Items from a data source
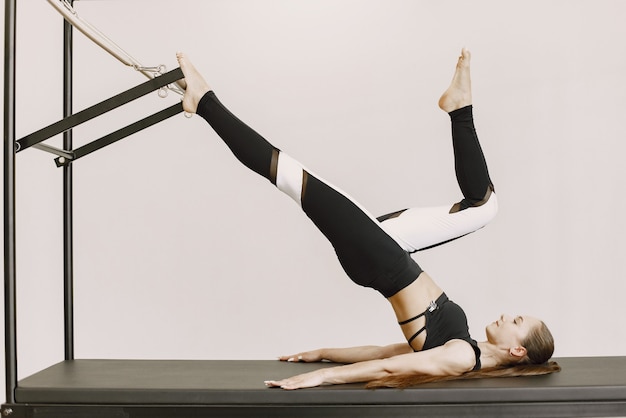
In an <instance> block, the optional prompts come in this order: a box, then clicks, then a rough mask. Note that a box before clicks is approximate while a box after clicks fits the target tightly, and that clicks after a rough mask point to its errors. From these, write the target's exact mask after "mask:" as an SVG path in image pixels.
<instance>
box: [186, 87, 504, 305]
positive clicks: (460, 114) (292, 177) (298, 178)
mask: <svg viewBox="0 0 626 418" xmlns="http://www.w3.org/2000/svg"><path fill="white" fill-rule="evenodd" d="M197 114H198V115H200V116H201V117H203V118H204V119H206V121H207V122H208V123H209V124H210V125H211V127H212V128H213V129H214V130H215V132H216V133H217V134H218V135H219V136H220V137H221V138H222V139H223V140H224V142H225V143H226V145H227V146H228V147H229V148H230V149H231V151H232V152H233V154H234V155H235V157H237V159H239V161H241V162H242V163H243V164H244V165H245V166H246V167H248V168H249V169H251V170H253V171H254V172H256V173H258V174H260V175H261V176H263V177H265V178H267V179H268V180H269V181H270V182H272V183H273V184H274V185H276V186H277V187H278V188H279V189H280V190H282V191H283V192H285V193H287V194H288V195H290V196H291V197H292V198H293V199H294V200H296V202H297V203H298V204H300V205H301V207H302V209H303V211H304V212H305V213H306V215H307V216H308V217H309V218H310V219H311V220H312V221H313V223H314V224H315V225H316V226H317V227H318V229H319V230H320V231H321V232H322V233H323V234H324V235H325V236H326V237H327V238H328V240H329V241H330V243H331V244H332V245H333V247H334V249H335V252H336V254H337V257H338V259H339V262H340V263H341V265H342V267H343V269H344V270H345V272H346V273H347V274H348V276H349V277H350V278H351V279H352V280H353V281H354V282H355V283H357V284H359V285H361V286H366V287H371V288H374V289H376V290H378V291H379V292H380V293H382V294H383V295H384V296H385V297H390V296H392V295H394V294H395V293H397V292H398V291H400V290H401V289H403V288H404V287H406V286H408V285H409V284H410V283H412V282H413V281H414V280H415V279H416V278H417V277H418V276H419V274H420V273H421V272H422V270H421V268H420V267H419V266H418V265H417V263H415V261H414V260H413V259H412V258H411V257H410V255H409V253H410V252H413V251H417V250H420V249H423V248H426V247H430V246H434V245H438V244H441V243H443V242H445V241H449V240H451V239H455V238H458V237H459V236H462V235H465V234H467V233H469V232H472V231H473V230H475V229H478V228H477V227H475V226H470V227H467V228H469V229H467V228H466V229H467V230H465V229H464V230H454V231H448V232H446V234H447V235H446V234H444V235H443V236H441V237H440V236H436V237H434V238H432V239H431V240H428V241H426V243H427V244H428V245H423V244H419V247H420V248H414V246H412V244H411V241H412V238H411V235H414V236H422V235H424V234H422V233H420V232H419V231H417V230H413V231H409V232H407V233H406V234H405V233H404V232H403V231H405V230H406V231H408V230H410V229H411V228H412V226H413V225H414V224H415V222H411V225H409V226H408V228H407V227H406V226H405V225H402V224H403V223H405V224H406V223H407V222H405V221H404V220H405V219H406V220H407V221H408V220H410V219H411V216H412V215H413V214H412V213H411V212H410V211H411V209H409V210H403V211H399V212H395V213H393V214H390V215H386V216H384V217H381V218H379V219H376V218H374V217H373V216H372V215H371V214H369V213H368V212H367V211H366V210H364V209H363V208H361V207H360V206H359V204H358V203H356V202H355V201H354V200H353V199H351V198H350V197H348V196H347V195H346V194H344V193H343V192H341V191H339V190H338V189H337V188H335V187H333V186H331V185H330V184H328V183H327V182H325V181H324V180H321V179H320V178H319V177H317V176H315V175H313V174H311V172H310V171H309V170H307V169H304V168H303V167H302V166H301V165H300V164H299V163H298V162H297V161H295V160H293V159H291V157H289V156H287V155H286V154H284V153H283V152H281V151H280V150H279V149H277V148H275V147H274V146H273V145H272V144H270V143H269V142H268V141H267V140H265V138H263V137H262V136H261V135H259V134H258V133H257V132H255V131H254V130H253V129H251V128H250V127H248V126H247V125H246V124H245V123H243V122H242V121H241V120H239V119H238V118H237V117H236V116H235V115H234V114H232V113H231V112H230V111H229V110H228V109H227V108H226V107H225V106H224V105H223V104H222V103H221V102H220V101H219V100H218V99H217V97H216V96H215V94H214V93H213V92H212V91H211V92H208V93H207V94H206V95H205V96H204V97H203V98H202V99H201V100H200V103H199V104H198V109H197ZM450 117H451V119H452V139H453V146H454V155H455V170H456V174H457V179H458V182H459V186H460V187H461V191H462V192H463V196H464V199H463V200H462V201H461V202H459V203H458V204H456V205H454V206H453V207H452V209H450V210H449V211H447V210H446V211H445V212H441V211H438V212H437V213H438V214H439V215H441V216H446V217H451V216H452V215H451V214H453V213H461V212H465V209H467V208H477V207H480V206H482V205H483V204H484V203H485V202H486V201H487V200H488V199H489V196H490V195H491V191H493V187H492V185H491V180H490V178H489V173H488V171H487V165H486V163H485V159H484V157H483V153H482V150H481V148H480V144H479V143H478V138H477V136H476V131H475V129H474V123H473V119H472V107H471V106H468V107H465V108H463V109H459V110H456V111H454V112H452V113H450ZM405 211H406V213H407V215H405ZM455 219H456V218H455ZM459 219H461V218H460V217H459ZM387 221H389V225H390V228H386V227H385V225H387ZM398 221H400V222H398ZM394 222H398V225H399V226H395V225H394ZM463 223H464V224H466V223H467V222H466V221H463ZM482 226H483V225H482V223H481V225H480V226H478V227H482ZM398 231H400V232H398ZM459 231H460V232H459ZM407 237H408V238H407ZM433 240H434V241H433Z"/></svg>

--

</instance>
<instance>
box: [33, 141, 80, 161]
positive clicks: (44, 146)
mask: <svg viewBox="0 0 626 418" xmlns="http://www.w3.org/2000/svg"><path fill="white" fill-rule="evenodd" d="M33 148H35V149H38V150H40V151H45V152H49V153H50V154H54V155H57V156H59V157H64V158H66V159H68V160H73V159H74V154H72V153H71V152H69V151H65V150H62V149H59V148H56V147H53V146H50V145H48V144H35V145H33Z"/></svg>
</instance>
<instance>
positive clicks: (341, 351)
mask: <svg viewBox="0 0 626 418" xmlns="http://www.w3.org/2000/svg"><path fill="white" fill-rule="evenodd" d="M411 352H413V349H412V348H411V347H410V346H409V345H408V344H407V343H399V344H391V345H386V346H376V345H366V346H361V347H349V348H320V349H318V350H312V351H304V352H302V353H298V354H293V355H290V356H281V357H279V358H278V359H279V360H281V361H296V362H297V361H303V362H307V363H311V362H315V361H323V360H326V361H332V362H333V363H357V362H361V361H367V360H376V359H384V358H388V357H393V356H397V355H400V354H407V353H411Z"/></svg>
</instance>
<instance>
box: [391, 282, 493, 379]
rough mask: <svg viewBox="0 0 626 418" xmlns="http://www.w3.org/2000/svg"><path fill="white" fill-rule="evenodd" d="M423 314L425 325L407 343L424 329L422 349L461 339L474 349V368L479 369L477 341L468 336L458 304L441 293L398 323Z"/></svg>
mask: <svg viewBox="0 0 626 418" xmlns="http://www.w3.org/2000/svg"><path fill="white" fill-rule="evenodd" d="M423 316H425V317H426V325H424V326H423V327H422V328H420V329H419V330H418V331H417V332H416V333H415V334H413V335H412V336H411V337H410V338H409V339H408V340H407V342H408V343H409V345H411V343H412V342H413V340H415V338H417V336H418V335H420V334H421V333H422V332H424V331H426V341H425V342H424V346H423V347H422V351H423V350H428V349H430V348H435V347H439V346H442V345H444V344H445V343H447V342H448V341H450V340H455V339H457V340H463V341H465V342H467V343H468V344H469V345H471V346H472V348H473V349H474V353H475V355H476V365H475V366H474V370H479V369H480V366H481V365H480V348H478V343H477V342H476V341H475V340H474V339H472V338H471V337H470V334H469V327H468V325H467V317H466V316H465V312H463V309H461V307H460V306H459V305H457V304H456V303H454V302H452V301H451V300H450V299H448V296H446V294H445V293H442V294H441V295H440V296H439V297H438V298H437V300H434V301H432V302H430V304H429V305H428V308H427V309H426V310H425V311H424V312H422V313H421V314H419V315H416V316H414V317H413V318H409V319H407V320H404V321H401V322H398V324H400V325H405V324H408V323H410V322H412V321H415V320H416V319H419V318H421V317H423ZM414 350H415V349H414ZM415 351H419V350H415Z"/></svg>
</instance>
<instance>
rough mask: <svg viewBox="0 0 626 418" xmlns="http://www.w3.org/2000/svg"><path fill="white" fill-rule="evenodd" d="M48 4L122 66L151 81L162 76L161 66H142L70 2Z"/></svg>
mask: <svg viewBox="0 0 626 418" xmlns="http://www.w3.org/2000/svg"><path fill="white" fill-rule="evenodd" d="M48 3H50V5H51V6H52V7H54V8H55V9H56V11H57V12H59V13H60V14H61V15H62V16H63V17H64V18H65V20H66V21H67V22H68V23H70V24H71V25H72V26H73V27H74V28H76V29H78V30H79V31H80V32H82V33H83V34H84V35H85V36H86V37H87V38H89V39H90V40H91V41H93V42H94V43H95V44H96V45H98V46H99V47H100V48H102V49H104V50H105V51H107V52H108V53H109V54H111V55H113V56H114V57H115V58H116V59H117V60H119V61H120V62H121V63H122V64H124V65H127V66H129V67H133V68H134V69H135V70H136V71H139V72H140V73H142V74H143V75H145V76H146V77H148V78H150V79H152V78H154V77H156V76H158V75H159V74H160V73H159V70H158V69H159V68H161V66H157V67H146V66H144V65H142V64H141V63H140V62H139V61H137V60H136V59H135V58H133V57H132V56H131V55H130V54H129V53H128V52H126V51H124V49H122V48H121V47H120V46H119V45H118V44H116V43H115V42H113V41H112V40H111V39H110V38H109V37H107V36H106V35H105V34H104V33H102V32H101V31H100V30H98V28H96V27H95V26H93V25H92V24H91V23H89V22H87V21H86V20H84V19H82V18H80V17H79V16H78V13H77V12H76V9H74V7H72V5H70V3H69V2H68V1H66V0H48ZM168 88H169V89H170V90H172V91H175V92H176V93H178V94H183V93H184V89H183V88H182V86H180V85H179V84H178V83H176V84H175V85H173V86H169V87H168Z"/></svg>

---

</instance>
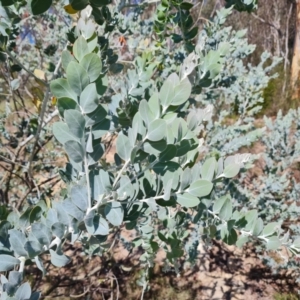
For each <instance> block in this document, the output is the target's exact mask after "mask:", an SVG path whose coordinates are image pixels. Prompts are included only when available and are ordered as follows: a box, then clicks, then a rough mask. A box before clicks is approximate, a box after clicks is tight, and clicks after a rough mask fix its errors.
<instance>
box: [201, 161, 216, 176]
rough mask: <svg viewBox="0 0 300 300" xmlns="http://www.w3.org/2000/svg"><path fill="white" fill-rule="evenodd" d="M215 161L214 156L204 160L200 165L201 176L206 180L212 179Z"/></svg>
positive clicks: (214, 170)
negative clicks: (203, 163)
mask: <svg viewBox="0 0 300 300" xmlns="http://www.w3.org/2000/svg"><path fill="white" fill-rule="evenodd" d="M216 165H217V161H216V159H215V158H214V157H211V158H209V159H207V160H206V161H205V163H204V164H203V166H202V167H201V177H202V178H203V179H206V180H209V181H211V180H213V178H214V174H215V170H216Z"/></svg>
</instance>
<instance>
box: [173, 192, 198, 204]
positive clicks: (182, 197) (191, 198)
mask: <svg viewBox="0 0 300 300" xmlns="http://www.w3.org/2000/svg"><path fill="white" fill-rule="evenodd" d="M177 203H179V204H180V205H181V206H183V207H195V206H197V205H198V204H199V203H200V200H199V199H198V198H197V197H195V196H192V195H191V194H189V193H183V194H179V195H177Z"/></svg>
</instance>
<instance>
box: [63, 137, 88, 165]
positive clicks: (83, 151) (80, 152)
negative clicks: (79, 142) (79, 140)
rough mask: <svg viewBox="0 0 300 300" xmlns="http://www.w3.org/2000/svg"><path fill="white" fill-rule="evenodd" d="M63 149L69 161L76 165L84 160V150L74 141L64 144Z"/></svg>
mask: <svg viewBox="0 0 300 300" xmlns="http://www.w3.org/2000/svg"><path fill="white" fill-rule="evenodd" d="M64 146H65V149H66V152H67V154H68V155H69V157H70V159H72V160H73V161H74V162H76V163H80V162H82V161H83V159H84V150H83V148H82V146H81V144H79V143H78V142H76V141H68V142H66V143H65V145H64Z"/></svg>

# What is required
Can you copy out word for word the lines of the listing above, starting at the line containing "In an <instance>" and ending at the line containing "positive clicks: (460, 114)", with both of those lines included?

# Answer for the task
In an <instance> block, the optional prompts come in this order: a box, then clicks, then a rough mask. Note that a box before clicks is approximate while a box after clicks fits the target tightly, and that clicks after a rough mask point to its errors. From these, write the target's exact mask after "mask:" as an SVG path in image pixels.
<instance>
box: [186, 87, 504, 305]
positive clicks: (460, 114) (292, 177) (298, 178)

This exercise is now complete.